→ **AUSZUG**:
※ ※ ※
Während damit die Entwicklung auf 1634 Quadratmeter Grund und Boden abgeschlossen ist, kommt Bema auf den verbleibenden 53.946 Quadratmetern nur mühsam voran. Dabei verhärtet sich vor allem der Widerstand gegen die Absicht des Investors, die verbliebene Sheddach-Halle abzureißen. Der Architekt Dietmar Spiegel, dessen Vater Hans Anfang der 1960er Jahre die Pierburg-Fabrik entworfen und gebaut hatte, kämpft für den Erhalt der Konstruktion. Gegenüber der Stadt hat er im Namen seines 1987 verstorbenen Vaters und als dessen Erbe Urheberrechte „an der gesamten architektonischen Gestaltung der Pierburg KG“ angemeldet. Weil er darauf keine Reaktion aus dem Rathaus erhielt, geht er nun einen Schritt weiter. Die Anlage, die er für denkmalwert hält, soll auch Denkmalschutz erhalten.
※ ※ ※
→ **GEZEIGTE EINTRÄGE**:
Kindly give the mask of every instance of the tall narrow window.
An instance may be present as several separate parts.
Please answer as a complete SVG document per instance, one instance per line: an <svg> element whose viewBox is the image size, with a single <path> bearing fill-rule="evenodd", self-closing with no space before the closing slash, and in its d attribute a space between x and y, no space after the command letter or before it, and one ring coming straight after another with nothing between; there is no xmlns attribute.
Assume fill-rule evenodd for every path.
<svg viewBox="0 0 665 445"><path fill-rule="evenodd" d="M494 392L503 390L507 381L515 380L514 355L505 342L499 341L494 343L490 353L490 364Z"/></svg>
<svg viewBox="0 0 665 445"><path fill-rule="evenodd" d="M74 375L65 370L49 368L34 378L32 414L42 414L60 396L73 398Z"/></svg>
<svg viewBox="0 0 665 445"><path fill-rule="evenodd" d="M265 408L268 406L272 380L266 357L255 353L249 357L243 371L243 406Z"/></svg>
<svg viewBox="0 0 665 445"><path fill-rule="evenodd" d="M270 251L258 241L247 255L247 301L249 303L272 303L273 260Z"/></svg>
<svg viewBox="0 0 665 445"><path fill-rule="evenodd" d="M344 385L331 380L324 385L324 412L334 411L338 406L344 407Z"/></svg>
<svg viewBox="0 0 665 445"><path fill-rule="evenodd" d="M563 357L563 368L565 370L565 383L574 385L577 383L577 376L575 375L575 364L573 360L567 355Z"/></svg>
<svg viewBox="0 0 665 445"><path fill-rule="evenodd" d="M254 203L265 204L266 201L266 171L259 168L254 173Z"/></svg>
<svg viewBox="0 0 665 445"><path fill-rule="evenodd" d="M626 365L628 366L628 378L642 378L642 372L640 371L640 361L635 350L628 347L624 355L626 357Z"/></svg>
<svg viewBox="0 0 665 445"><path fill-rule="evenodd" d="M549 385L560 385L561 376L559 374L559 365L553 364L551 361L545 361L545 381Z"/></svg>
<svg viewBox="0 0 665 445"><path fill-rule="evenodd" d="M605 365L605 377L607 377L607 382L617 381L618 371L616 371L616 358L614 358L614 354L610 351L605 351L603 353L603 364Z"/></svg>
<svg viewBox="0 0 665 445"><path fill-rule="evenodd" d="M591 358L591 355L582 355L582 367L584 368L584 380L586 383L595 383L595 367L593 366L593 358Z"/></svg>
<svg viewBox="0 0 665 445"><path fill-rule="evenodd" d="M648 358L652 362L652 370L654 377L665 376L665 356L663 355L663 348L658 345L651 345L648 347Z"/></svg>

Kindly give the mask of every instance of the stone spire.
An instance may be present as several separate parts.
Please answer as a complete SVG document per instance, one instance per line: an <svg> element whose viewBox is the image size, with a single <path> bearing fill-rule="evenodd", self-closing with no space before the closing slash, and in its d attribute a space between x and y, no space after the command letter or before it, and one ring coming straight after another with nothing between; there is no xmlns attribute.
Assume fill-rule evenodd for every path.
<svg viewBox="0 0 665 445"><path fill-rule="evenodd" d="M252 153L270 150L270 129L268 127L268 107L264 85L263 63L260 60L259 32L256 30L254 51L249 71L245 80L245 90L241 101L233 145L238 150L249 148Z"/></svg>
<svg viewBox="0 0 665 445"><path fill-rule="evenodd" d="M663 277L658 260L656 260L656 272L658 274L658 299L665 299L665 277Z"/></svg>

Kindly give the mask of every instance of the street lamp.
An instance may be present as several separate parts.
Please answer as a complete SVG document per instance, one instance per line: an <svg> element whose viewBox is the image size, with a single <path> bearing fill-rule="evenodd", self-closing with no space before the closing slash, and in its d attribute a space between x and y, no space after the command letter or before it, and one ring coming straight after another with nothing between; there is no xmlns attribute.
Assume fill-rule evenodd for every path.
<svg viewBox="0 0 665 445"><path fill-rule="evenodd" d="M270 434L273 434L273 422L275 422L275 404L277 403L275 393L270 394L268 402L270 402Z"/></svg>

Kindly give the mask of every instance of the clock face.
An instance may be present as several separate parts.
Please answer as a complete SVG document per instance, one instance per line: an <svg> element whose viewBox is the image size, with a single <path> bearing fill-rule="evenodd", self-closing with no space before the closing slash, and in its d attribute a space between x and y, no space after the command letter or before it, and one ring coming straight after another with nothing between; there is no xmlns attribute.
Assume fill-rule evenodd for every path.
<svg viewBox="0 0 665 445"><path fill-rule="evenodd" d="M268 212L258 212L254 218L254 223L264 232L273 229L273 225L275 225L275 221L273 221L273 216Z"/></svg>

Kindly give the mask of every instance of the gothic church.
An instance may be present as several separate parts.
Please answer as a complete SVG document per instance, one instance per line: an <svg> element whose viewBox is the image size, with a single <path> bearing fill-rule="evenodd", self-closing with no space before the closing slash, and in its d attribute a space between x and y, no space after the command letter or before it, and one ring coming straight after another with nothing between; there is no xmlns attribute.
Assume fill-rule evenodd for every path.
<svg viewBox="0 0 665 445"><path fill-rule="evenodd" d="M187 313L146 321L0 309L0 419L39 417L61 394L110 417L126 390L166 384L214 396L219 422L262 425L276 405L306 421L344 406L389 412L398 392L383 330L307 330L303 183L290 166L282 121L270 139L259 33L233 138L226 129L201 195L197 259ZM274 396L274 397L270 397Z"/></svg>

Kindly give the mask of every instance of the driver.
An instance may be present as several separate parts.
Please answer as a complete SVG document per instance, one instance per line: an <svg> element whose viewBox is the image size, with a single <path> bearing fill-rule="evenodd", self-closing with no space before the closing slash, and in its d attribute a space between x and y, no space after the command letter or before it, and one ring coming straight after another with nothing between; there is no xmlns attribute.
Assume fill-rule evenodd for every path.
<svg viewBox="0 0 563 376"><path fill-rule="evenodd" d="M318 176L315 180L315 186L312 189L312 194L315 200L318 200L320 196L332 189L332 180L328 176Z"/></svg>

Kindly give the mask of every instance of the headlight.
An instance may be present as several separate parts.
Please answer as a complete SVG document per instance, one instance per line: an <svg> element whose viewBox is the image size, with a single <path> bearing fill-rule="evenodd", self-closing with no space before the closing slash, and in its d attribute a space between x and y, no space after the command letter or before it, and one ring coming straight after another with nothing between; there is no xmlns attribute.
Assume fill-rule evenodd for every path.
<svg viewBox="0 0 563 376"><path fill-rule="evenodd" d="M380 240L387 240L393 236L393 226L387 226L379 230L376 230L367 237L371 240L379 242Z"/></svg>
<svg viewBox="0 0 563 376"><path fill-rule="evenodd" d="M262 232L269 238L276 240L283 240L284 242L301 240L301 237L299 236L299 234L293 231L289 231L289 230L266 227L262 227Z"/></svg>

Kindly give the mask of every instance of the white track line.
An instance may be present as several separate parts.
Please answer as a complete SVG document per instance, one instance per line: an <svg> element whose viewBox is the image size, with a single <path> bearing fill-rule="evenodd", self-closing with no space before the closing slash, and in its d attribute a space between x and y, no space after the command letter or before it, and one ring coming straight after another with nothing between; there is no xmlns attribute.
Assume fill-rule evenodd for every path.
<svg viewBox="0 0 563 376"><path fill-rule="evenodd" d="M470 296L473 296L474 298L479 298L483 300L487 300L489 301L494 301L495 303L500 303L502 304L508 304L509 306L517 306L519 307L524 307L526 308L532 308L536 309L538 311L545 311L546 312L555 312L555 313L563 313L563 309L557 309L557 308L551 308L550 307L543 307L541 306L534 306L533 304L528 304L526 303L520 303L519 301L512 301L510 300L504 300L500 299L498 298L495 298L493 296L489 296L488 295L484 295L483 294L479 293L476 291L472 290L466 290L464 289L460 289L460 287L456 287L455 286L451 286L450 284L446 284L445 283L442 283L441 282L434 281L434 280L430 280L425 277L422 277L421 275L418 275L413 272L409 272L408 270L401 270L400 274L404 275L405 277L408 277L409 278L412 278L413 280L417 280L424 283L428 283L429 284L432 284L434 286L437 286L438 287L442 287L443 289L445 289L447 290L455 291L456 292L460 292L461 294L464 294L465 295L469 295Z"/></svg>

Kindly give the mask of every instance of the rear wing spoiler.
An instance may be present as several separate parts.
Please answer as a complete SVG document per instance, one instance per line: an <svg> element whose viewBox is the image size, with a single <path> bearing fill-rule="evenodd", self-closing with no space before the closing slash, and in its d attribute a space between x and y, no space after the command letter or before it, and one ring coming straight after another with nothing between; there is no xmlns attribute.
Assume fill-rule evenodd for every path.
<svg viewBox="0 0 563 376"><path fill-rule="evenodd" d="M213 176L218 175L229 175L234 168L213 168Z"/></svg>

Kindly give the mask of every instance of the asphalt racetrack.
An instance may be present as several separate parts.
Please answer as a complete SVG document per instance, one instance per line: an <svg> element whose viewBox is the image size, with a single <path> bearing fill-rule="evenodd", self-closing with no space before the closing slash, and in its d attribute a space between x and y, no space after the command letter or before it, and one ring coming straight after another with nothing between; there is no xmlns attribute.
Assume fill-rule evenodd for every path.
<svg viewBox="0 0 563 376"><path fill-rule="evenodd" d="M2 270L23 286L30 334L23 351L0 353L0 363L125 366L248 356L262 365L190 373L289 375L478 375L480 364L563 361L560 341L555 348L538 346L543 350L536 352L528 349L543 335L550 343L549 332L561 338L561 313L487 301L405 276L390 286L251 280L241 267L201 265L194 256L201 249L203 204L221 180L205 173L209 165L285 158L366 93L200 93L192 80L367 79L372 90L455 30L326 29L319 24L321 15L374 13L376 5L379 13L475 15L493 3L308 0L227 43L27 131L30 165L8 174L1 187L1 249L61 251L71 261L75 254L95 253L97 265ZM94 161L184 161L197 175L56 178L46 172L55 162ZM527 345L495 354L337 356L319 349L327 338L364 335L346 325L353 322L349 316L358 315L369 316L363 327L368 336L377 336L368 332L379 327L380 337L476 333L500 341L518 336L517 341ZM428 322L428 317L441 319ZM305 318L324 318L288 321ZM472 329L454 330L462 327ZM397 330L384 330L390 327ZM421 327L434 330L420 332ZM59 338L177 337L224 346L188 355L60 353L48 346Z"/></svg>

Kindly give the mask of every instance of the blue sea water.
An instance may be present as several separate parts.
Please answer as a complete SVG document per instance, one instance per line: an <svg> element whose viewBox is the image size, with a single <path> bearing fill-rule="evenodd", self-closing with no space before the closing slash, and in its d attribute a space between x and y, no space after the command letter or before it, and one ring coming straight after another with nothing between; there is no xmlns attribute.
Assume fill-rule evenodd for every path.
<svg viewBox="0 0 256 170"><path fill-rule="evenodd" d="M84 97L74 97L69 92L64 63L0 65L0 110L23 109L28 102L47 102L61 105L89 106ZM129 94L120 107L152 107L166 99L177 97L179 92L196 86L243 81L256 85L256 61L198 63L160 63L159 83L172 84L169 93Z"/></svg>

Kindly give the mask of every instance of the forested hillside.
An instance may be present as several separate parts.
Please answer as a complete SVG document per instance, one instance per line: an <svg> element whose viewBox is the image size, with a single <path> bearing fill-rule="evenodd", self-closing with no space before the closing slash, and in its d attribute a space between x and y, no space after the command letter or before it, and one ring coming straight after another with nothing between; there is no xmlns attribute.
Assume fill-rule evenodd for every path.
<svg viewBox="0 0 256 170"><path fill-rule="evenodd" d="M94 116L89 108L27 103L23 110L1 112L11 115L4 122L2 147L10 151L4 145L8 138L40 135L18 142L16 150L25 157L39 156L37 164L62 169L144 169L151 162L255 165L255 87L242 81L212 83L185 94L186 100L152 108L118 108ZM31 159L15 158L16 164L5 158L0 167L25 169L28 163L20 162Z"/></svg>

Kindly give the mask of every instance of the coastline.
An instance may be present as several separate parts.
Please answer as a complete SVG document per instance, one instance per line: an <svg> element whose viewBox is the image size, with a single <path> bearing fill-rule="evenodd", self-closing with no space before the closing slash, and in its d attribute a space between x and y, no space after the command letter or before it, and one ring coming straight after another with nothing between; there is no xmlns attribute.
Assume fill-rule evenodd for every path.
※ ※ ※
→ **AUFGABEN**:
1. Schreiben Sie den Auszug von „Während damit die“ bis einschließlich „auch Denkmalschutz erhalten.“ wortgetreu ab.
2. Beantworten Sie anhand des Auszugs:
(a) Auf wie vielen Quadratmetern kommt Bema nur mühsam voran?
(b) In welchem Jahr ist der Vater von Dietmar Spiegel gestorben?
(c) Was beabsichtigt der Investor mit der verbliebenen Sheddach-Halle?

→ **LÖSUNGEN**:
1.
Während damit die Entwicklung auf 1634 Quadratmeter Grund und Boden abgeschlossen ist, kommt Bema auf den verbleibenden 53.946 Quadratmetern nur mühsam voran. Dabei verhärtet sich vor allem der Widerstand gegen die Absicht des Investors, die verbliebene Sheddach-Halle abzureißen. Der Architekt Dietmar Spiegel, dessen Vater Hans Anfang der 1960er Jahre die Pierburg-Fabrik entworfen und gebaut hatte, kämpft für den Erhalt der Konstruktion. Gegenüber der Stadt hat er im Namen seines 1987 verstorbenen Vaters und als dessen Erbe Urheberrechte „an der gesamten architektonischen Gestaltung der Pierburg KG“ angemeldet. Weil er darauf keine Reaktion aus dem Rathaus erhielt, geht er nun einen Schritt weiter. Die Anlage, die er für denkmalwert hält, soll auch Denkmalschutz erhalten.

2.
(a) Auf 53.946 Quadratmetern.
(b) 1987.
(c) Er will sie abreißen.